当前位置：首页 > news >正文

【Finetune】（一）、transformers之BitFit微调

news 2025/7/29 7:14:27

文章目录

0、参数微调简介
1、常见的微调方法
2、代码实战
- 2.1、导包
- 2.2、加载数据集
- 2.3、数据集处理
- 2.4、创建模型
- 2.5、BitFit微调*
- 2.6、配置模型参数
- 2.7、创建训练器
- 2.8、模型训练
- 2.9、模型推理

0、参数微调简介

参数微调方法是仅对模型的一小部分的参数（这一小部分可能是模型自身的，也可能是外部引入的）进行训练，便可以为模型带来显著的性能变化，在一些场景下甚至不输于全量微调。
由于训练一小部分参数，极大程度降低了训练大模型的算力需求，不需要多机多卡，单卡就可以完成对一些大模型的训练。不仅如此，少量的训练参数，对存储的要求同样降低很多，大多数的参数微调方法只需要保存训练部分的参数，与动辄几十GB的原始大模型相比，几乎可以忽略。

- 任务简述 A -
请原样照录数据行中从含"Tag the blurred foliage"的那一行到含"Target: blurred foliage"的那一行，首尾两行都要包括。

原始数据行:

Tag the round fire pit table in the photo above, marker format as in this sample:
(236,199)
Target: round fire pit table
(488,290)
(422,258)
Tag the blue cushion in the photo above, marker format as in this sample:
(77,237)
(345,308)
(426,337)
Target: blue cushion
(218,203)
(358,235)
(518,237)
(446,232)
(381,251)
...
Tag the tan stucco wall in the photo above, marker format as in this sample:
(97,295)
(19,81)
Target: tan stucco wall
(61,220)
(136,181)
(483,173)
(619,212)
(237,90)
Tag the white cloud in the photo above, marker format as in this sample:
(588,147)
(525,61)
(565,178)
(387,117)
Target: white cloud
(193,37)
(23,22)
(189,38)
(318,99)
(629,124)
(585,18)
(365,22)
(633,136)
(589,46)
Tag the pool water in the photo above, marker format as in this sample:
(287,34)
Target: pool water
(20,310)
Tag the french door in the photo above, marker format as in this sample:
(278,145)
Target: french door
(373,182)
==
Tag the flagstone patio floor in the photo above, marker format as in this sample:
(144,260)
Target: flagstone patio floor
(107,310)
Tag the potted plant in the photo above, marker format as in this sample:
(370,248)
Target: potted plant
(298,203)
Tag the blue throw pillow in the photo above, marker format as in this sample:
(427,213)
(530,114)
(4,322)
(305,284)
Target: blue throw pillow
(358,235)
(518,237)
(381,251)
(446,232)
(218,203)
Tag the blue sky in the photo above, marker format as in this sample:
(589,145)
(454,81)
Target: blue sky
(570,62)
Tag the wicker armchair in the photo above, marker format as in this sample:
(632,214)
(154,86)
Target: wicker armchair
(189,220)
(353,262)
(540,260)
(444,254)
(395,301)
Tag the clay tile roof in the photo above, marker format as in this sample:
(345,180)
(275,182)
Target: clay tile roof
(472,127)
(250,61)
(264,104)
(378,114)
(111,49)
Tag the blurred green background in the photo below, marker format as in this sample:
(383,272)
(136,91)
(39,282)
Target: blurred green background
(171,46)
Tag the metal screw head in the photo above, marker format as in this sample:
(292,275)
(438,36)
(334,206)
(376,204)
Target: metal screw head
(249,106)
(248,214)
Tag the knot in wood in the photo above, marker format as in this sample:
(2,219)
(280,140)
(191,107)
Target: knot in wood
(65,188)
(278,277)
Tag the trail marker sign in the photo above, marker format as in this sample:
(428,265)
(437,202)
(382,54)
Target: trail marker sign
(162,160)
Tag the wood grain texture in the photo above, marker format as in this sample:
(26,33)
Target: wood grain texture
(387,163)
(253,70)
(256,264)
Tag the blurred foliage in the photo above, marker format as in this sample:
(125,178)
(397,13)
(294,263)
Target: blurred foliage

- 任务简述 B -
接着上面那篇讲BitFit微调的文章往下写，从它最后一句之后续起。

- 参考答案 A -
Tag the blurred foliage in the photo above, marker format as in this sample:
(125,178)
(397,13)
(294,263)
Target: blurred foliage

- 参考答案 B -
1、常见的微调方法

常见的微调方法如图所示：
在这里插入图片描述

Lialin, Vladislav, Vijeta Deshpande, and Anna Rumshisky. “Scaling down to scale up: A guide to parameter-efficient fine-tuning.” arXiv preprint arXiv:2303.15647 (2023).

2、代码实战

模型——bloom-389m-zh
数据集——alpaca_data_zh

2.1、导包

from datasets import load_dataset, Dataset
from transformers import AutoTokenizer, AutoModelForCausalLM, DataCollatorForSeq2Seq, TrainingArguments, Trainer

2.2、加载数据集

ds = Dataset.load_from_disk("./alpaca_data_zh/")

2.3、数据集处理

tokenizer = AutoTokenizer.from_pretrained("../Model/bloom-389m-zh")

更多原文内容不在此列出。